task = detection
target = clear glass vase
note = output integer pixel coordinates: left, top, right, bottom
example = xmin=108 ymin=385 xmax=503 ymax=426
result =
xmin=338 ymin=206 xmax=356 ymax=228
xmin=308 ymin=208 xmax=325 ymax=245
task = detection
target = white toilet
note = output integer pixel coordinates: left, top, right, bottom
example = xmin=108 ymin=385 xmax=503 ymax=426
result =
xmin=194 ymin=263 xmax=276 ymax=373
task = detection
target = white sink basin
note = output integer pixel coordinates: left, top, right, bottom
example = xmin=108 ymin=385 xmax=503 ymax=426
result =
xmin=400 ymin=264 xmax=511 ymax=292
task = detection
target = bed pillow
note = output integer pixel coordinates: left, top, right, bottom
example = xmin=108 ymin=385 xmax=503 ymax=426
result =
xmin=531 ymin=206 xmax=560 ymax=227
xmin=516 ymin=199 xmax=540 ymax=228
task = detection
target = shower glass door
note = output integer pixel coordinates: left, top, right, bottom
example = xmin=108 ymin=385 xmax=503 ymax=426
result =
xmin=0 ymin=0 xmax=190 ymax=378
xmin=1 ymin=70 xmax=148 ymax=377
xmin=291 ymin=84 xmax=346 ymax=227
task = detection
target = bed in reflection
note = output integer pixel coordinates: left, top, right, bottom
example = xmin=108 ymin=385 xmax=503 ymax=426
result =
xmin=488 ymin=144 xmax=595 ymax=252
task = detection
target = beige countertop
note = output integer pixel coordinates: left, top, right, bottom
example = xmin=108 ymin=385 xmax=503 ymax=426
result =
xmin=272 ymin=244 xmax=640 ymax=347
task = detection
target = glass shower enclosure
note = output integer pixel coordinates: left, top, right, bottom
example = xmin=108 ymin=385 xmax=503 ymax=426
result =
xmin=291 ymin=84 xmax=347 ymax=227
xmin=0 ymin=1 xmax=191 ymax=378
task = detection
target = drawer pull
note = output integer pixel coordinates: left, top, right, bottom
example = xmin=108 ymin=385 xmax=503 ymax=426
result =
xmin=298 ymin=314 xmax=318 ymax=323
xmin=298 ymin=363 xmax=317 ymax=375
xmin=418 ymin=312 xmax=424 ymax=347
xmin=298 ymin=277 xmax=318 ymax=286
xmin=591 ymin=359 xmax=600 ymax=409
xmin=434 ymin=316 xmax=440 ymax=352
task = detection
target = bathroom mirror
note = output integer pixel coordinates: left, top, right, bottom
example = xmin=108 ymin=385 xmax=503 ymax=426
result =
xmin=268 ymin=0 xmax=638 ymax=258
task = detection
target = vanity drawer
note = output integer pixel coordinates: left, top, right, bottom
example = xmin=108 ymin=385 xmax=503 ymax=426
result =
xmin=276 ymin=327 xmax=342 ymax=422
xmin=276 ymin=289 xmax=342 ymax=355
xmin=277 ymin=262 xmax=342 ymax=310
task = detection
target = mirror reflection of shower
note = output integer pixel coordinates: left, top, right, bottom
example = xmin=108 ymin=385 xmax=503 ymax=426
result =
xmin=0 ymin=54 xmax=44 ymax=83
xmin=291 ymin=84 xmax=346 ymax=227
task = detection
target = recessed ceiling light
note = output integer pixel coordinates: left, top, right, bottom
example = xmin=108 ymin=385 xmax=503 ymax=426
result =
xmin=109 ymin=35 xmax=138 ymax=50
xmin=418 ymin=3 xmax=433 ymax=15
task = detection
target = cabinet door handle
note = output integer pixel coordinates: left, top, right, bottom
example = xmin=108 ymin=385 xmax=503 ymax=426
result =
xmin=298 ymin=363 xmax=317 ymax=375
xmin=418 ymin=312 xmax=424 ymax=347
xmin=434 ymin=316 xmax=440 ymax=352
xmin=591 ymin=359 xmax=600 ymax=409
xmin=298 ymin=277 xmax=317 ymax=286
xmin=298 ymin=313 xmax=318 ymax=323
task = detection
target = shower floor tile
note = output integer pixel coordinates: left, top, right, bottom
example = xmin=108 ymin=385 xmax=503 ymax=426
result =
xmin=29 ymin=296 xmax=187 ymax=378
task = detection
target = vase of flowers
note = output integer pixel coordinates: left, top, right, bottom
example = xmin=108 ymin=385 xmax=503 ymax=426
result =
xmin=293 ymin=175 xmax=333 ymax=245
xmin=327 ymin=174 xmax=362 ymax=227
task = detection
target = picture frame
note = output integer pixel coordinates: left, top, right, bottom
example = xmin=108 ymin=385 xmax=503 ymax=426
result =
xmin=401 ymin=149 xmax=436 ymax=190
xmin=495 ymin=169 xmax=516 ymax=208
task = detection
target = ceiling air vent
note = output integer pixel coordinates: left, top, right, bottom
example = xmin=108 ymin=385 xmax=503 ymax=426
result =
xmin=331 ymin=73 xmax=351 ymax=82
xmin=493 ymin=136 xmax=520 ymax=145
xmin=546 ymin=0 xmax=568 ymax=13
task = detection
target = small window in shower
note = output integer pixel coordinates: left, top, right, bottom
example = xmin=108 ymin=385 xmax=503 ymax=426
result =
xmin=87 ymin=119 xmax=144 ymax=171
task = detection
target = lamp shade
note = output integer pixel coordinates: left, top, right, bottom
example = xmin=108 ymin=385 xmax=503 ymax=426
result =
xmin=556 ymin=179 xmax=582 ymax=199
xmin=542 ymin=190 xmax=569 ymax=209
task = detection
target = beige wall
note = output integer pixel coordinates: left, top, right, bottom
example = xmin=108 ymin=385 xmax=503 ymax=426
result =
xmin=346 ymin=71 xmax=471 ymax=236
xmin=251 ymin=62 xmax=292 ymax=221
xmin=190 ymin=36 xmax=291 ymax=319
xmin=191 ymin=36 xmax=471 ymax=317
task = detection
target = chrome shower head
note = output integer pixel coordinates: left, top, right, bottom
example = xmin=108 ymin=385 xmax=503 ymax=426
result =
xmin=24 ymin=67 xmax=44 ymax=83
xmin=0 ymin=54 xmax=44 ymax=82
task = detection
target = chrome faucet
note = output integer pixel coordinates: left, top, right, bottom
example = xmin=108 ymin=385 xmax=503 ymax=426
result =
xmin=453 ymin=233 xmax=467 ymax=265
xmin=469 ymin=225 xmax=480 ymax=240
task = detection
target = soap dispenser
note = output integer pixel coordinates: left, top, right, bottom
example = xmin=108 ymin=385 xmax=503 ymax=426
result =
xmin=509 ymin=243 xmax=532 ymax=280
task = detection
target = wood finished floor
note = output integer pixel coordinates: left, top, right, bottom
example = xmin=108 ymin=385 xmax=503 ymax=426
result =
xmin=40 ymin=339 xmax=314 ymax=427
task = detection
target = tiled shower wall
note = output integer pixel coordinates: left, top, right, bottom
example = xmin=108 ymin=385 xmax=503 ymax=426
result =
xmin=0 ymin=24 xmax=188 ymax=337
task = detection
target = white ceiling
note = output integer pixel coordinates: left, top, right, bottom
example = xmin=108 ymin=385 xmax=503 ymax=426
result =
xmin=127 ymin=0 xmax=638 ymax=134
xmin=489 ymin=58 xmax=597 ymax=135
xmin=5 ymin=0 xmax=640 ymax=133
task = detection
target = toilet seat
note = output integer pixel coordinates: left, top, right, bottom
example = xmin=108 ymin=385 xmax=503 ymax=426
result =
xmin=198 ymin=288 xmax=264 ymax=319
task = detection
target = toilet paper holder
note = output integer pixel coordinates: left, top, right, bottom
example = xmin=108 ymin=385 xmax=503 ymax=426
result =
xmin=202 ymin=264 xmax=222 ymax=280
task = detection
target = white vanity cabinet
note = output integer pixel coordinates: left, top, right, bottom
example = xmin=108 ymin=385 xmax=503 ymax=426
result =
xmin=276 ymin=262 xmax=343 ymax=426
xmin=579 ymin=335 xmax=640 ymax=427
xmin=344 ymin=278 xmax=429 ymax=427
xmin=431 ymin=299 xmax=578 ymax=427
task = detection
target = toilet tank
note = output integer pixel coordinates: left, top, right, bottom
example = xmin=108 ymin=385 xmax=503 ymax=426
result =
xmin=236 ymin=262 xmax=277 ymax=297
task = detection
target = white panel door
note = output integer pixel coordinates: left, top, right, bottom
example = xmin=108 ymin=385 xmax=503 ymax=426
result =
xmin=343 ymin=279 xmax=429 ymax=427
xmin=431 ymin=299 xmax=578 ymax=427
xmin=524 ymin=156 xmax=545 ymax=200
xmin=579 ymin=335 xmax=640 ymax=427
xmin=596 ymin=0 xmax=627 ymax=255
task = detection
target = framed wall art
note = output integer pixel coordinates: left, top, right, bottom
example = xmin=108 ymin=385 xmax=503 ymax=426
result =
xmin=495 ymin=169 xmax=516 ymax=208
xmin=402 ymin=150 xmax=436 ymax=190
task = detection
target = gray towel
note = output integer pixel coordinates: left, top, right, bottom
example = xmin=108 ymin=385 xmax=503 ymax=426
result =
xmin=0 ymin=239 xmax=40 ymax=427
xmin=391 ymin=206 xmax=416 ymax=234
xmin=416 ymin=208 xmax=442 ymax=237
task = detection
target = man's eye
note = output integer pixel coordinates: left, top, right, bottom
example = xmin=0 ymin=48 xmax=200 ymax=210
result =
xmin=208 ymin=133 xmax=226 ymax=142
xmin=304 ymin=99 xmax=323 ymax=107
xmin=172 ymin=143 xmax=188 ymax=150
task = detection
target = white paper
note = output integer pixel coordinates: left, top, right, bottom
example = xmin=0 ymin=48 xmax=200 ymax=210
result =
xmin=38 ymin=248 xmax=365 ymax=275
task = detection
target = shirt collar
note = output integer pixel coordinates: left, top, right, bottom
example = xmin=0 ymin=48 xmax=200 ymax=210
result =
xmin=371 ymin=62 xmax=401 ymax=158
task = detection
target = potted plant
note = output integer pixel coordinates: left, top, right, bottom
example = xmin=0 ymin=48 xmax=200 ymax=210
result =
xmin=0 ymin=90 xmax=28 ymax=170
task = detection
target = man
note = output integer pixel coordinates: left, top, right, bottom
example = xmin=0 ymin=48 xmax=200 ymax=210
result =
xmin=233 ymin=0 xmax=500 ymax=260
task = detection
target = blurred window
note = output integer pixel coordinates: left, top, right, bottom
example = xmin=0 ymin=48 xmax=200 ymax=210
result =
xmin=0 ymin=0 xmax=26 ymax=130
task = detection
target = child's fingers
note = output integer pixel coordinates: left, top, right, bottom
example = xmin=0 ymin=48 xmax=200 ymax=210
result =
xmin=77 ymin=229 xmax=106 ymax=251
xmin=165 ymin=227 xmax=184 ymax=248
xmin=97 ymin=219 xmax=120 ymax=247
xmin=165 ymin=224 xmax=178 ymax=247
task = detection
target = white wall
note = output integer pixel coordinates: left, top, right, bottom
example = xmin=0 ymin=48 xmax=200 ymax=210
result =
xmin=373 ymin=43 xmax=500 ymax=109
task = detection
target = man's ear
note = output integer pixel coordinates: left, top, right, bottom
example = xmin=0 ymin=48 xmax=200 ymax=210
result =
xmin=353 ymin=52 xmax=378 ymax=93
++++++++
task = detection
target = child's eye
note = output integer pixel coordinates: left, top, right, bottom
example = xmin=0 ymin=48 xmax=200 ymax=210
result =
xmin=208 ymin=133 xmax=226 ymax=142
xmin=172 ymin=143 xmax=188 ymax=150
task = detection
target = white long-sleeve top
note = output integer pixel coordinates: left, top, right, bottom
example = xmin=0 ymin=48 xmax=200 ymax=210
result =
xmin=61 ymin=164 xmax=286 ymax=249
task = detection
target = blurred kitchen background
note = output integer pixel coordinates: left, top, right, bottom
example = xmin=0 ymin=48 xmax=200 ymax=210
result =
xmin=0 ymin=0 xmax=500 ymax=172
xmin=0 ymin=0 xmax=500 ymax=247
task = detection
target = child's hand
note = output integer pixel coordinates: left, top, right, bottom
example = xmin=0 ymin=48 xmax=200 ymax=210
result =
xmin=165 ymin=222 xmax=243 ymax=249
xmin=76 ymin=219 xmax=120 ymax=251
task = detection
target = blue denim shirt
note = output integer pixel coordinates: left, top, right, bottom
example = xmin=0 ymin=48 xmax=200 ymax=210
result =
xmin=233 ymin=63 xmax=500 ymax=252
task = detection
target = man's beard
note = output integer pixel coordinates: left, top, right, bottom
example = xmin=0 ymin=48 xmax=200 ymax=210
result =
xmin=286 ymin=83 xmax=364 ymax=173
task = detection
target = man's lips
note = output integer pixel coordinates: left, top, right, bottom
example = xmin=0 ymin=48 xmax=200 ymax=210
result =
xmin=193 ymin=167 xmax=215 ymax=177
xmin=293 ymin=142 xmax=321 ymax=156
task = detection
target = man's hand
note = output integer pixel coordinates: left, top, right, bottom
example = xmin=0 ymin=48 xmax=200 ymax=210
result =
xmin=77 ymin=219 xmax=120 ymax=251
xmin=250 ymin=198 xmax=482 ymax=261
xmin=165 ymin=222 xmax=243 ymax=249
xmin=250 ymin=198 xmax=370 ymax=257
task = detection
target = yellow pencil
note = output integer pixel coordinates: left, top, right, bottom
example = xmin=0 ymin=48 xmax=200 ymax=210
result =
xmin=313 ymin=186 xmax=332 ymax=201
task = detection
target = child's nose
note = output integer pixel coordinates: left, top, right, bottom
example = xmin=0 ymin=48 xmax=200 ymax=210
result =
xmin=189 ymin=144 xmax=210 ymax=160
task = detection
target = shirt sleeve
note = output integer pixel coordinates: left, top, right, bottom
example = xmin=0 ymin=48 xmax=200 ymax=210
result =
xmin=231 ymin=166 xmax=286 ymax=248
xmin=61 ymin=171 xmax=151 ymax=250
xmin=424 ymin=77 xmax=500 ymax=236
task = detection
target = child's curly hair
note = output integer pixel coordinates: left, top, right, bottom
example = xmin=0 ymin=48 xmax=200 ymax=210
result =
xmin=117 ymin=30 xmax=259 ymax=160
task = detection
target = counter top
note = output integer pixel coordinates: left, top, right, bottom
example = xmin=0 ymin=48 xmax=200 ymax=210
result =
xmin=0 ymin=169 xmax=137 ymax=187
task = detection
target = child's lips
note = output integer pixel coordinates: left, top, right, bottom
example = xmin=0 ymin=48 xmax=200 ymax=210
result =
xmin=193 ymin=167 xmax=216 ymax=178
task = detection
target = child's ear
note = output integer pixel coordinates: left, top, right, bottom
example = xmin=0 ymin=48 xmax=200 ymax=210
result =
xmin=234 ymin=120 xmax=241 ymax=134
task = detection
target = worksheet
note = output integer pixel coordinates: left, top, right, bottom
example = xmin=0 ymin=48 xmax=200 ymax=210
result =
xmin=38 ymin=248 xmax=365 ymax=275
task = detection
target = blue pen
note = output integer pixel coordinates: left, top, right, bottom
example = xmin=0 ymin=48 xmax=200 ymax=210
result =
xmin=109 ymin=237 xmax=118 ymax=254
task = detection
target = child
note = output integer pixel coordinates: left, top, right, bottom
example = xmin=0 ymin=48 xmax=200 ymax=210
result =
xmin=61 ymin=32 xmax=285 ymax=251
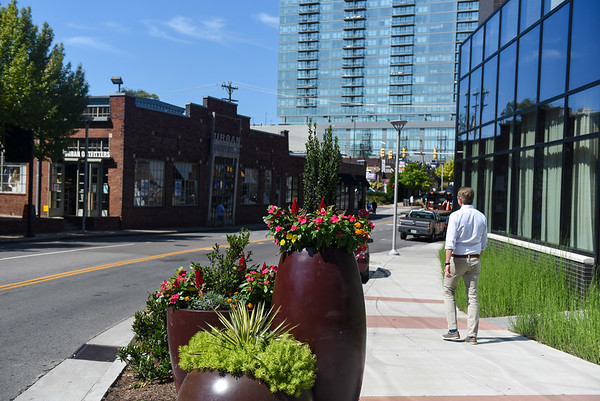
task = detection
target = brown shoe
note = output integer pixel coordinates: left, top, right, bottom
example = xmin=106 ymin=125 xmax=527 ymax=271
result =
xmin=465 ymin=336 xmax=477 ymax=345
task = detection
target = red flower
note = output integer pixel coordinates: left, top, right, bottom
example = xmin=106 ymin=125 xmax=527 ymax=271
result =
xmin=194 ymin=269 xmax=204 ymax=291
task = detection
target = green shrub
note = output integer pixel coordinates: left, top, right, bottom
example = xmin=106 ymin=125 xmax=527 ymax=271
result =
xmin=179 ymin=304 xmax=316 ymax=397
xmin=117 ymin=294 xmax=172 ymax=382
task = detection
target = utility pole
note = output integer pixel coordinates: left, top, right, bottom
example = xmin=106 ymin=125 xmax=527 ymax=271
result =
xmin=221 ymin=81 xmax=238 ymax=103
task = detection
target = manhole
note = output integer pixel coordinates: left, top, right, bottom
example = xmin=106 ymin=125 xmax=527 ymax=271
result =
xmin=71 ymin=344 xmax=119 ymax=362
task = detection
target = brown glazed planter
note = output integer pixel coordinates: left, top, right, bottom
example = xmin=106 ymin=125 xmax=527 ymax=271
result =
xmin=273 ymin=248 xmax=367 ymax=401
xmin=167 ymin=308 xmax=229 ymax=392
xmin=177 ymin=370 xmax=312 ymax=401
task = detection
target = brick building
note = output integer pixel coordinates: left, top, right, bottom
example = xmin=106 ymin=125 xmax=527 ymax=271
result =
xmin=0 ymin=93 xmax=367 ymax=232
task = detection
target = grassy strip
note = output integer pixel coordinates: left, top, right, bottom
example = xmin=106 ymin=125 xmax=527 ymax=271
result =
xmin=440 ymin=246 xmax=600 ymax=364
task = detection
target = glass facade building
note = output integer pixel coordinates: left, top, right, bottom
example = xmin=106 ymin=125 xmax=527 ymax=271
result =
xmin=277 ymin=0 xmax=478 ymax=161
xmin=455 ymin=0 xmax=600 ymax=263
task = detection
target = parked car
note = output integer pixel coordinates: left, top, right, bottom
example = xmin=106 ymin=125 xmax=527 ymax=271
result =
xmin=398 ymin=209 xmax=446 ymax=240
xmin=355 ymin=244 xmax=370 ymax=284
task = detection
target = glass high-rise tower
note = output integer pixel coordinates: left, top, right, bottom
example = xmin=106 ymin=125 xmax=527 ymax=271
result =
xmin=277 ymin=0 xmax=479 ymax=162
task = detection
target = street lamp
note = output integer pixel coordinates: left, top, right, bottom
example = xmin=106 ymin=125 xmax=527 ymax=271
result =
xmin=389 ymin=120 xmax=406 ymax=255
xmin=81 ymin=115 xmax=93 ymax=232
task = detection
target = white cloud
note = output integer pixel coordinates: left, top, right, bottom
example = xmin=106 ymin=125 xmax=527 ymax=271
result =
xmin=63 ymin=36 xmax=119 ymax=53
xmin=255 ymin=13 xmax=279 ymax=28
++++++++
To be done:
Identify every line in the records above that contains the string "sleeve", and copy each of those lines. Case counts.

Correct response:
target = white long-sleeve top
target = shirt sleeve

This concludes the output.